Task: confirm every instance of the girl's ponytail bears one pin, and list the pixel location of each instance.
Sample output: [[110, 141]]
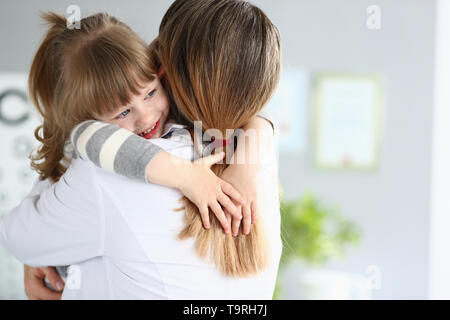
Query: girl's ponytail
[[42, 83]]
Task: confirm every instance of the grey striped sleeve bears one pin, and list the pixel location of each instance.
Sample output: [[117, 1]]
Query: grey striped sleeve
[[114, 149], [264, 115]]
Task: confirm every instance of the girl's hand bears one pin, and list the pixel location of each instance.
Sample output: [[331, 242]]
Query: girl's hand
[[206, 190], [243, 178]]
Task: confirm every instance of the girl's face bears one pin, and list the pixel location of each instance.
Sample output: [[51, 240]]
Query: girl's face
[[146, 113]]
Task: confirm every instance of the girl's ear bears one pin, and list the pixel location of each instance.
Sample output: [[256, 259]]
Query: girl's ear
[[161, 72]]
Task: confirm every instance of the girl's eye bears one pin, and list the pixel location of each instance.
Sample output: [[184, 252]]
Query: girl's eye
[[124, 114], [150, 94]]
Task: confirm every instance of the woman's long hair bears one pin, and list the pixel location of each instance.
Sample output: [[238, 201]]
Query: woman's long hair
[[222, 64], [79, 74]]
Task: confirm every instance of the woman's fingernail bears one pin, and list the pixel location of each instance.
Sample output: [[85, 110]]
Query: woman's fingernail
[[59, 285]]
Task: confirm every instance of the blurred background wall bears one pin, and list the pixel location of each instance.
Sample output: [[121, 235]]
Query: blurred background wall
[[392, 203]]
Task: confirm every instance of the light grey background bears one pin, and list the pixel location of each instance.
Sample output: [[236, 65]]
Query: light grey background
[[392, 205]]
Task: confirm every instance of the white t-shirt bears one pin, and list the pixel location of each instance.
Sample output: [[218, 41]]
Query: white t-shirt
[[119, 236]]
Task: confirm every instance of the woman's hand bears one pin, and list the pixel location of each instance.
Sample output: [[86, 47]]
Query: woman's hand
[[35, 288], [243, 178], [206, 190]]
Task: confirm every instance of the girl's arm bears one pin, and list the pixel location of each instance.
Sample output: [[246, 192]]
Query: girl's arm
[[120, 151], [57, 224]]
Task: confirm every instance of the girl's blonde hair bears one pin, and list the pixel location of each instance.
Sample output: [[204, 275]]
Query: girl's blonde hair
[[222, 64], [79, 74]]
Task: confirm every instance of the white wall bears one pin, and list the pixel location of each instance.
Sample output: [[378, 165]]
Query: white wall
[[440, 201]]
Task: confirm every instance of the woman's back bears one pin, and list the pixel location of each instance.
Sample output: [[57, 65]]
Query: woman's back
[[143, 259]]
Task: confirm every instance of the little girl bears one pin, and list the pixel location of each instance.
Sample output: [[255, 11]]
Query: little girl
[[264, 79], [94, 72]]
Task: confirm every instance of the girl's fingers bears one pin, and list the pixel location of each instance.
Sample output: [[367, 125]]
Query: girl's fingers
[[215, 207], [204, 214], [41, 292], [232, 193], [254, 207], [235, 224], [212, 159], [247, 219], [229, 206]]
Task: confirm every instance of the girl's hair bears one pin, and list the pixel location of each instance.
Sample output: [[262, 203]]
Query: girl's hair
[[78, 74], [222, 64]]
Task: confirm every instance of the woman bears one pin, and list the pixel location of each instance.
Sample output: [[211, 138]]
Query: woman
[[240, 91]]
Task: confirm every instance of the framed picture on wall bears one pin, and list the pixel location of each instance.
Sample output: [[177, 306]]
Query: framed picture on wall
[[347, 121]]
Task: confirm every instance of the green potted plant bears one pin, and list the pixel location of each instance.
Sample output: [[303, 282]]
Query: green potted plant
[[313, 233]]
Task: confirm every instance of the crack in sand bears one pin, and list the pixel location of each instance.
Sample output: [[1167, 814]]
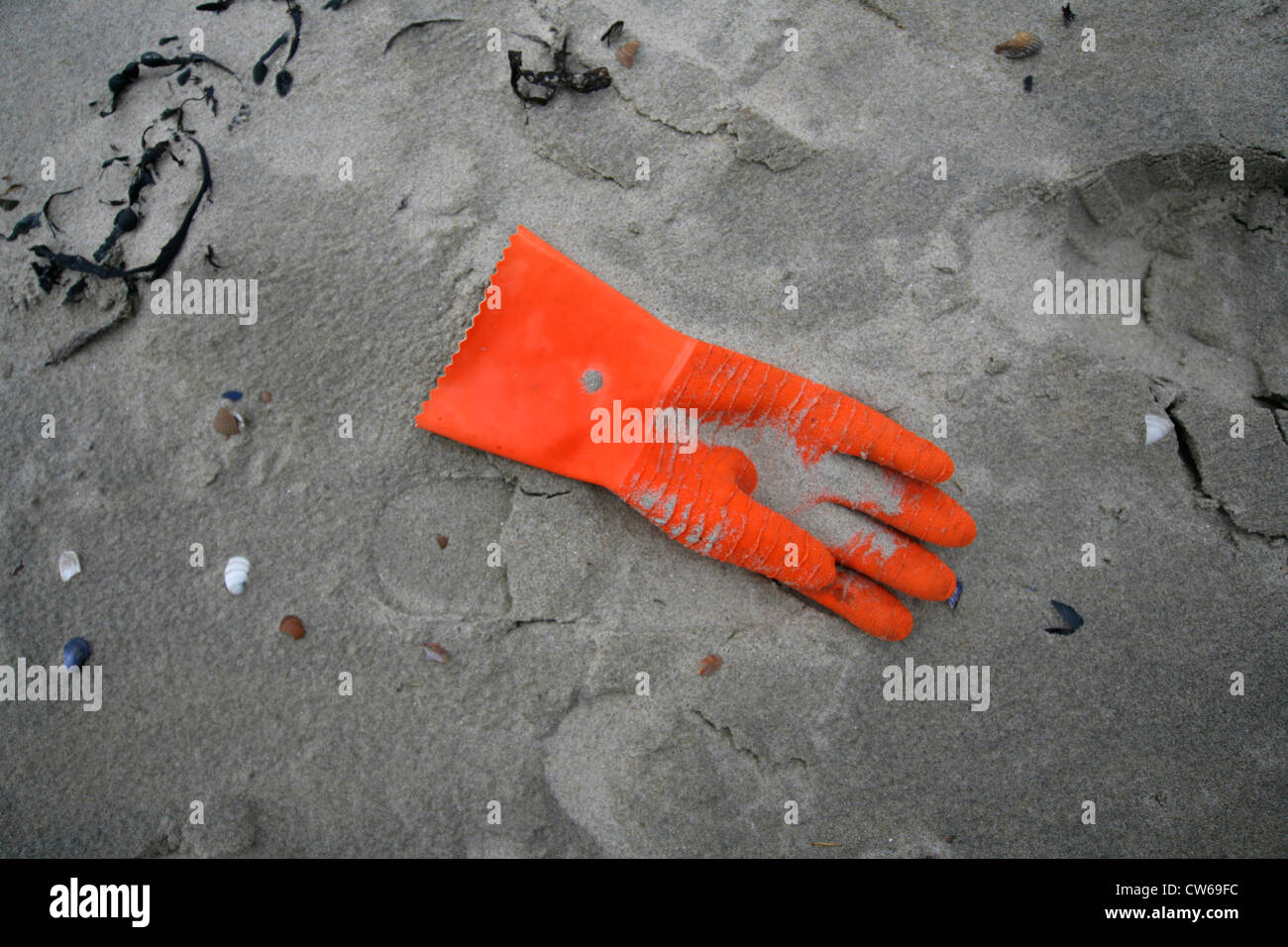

========

→ **What you need to do**:
Write out every line of the records above verbatim, from the first line through the last, leaving out the pictures.

→ **Final result**:
Task: confirm every instance of the girl's ponytail bears one pin, and list the pixel location of each instance.
Sample output: [[110, 141]]
Query: girl's ponytail
[[42, 83]]
Task: confirm every instance of the grey striped sleeve bears one pin, and list the pixel location of each instance.
Sample output: [[117, 1]]
Query: grey striped sleeve
[[114, 149], [264, 115]]
Task: confirm every instance of the girl's hand bears one pin, and list the pixel location of each instance.
Sample output: [[331, 242]]
Query: girl's hand
[[206, 190], [243, 178]]
Task: confirm every instance of the girl's face bears one pin, and list the pixel location of each instance.
Sample output: [[51, 240]]
Query: girl's face
[[146, 113]]
Task: confirm every instance of the girl's ear bears one pin, and list the pixel location of each instance.
Sample output: [[256, 259]]
Query: girl's ear
[[161, 72]]
Task: confirm every instance of the girl's eye bears one pin, and list the pixel location of each instance.
Sample output: [[184, 252]]
Query: girl's eye
[[124, 114], [150, 94]]
Task: confirm every instance of the woman's long hair bears one pin, and list the pixel location of each instance.
Sample output: [[238, 201]]
Query: woman's long hair
[[222, 64], [79, 74]]
Task: confirm every instance of the woman's fingernail bears one pin, and list the pixel location of each instance.
Sample output: [[85, 110]]
Query: woman's fingernail
[[59, 285]]
Task: confirm every instance of the blurred background wall bears one pin, and list the pixel location of each instance.
Sample output: [[121, 235]]
Query: blurred background wall
[[392, 203]]
Task: confirm every instance of the light grey background bears one pin, and list the pixel location of each instance.
Sample output: [[236, 65]]
Query: light grey background
[[392, 205]]
Task: confirm every instance of the white t-shirt bears one pin, and list the pixel location of each instance.
Sample output: [[218, 41]]
Query: white t-shirt
[[119, 236]]
Task: confirm every instance of the woman's hand bears one pin, and list the pixel location of each instance.
Sample output: [[86, 47]]
Query: woman's hand
[[35, 288], [243, 178], [206, 190]]
Task: confirm every instance of the girl's arm bears one pin, and list the pixel location of each instance.
Sample output: [[246, 192]]
Query: girl's arm
[[120, 151], [57, 224]]
Task: confirm every instance of the girl's blonde hair bears one pin, and list the pixel location of each instance.
Sample output: [[204, 275]]
Query: girl's blonde hair
[[222, 64], [79, 74]]
Task: confirm every instance of the white wall bears one pin, and list the pixel location of each instance.
Sample output: [[378, 165]]
Query: white wall
[[440, 201]]
Task: confirm every instance of the woman's back bears one pin, and list the pixel location of each instance.
Sample output: [[57, 65]]
Query: woman's back
[[143, 259]]
Task: confirm every instance of the little girl bears one pin, and list the pixel location of each instance.
Sample output: [[255, 11]]
Query: little girl
[[264, 79], [94, 72]]
Task: confirm every instance of the girl's fingers bears one pin, and list the pixel location of each instance.
Sample output: [[367, 125]]
Query: girl's fingers
[[215, 207], [204, 214], [41, 292], [232, 193], [254, 207], [235, 224], [212, 159], [247, 219], [229, 206]]
Task: confirm every instance of the girl's hair bears one pin, and list the pixel location of each instance.
Sample output: [[262, 203]]
Query: girl's hair
[[78, 74], [222, 64]]
Task: confirm every instance of the woman bears one pin, and list the pixel location of each instance.
Sample output: [[211, 138]]
Query: woman
[[240, 91]]
Task: confirm every instance of the framed picture on wall bears one pin, and list the pixel location of each instance.
Sample output: [[177, 306]]
Query: framed picture on wall
[[347, 121]]
Task: confirm every instance of the green potted plant bears one pin, and list the pixel location of each instance.
Sample output: [[303, 282]]
Query: green potted plant
[[313, 233]]
Task: confirm every instance of the crack in sand bears one pin, and list the pixel location of each instance.
Sample output: [[1167, 814]]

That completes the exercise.